EXCERPTED DATA:
►

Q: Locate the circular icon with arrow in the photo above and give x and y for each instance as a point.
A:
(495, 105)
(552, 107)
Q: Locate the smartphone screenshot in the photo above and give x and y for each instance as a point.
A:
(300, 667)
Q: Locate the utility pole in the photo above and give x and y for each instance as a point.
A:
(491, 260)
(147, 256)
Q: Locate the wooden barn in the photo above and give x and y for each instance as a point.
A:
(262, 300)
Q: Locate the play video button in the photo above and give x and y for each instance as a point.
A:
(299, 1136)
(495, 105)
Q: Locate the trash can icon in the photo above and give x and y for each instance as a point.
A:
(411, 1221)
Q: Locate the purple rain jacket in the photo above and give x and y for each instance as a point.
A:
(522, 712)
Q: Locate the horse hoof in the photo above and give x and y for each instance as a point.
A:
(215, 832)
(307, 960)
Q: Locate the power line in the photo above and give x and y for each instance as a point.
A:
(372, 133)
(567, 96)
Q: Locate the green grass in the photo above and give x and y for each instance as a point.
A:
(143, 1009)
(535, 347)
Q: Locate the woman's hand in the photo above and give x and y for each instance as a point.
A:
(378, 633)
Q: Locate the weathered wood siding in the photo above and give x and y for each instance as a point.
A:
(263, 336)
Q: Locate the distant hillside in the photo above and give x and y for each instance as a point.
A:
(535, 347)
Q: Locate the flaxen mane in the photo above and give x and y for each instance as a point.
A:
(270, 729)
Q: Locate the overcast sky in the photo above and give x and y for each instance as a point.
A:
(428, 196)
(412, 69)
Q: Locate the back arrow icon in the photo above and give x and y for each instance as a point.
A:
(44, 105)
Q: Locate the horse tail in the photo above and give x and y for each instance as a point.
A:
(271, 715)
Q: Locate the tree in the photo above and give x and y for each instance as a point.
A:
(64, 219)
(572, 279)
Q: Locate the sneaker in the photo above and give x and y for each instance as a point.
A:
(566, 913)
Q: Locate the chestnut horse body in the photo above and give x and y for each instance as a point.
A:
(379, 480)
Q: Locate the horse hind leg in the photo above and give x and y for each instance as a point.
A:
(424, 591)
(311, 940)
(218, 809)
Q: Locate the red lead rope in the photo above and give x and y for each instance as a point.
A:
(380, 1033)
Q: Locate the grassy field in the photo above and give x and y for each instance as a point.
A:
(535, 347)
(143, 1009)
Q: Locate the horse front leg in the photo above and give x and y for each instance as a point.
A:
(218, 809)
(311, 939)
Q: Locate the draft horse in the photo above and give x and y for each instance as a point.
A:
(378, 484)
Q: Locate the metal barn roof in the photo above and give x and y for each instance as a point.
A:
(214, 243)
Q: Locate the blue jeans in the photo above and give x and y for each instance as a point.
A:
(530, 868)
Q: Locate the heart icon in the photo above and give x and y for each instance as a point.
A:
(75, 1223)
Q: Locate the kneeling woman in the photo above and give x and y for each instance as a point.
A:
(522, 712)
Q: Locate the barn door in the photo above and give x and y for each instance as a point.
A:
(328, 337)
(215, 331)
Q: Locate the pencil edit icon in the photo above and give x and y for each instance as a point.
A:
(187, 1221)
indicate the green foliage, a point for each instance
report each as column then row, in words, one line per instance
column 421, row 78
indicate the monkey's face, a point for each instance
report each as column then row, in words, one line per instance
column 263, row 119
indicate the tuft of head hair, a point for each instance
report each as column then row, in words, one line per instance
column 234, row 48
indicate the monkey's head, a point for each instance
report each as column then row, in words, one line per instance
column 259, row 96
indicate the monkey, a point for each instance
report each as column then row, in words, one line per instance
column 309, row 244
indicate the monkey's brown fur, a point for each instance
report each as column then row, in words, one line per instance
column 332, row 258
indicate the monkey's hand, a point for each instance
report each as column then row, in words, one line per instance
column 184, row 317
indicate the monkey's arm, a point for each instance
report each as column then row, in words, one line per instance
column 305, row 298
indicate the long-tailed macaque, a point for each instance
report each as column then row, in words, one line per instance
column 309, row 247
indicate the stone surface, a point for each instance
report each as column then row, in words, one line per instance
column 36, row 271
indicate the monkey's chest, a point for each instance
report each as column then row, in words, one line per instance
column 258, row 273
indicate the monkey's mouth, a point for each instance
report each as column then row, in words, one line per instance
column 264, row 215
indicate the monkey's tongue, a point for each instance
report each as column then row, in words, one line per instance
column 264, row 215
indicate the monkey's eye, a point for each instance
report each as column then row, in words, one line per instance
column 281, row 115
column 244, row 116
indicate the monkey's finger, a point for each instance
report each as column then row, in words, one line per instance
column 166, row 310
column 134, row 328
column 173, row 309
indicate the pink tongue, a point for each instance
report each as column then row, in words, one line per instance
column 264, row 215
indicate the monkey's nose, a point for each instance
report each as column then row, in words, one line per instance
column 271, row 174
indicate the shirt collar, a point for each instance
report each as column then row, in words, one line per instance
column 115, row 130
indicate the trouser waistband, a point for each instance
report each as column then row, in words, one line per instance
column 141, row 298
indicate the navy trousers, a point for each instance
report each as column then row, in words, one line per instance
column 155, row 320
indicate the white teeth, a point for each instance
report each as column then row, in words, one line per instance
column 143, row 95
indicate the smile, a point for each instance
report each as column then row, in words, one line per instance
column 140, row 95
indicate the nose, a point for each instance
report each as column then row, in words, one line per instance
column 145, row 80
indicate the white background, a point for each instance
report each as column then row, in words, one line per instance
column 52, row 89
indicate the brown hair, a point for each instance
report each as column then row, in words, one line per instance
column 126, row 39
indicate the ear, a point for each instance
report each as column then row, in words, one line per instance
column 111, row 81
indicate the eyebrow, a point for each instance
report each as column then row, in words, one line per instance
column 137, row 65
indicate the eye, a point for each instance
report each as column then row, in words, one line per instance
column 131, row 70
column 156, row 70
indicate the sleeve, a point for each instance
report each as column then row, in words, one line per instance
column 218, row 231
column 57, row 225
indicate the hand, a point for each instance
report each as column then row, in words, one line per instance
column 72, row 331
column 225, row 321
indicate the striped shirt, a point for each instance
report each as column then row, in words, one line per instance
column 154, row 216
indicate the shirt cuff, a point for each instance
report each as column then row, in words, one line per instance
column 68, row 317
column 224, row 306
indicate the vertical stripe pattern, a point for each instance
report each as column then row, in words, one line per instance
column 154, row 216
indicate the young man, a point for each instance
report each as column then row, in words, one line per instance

◄

GIVEN PROBLEM:
Exactly and only the lines from the line containing "indicate the hand, a point for each instance" through the last line of the entries should be copied, both ends included.

ANSWER TO THE TASK:
indicate the hand, a point for each instance
report each as column then row, in words, one line per instance
column 72, row 331
column 225, row 321
indicate the striped shirt, a point for each instance
report each as column then row, in words, one line per instance
column 154, row 216
indicate the shirt cuff, a point for each instance
report each as column then row, in words, one line per instance
column 68, row 317
column 224, row 306
indicate the vertical stripe pattern, a point for each instance
report each as column then row, in words, one line per instance
column 154, row 216
indicate the young man, a point for each instance
report each as column then row, in words, one line per instance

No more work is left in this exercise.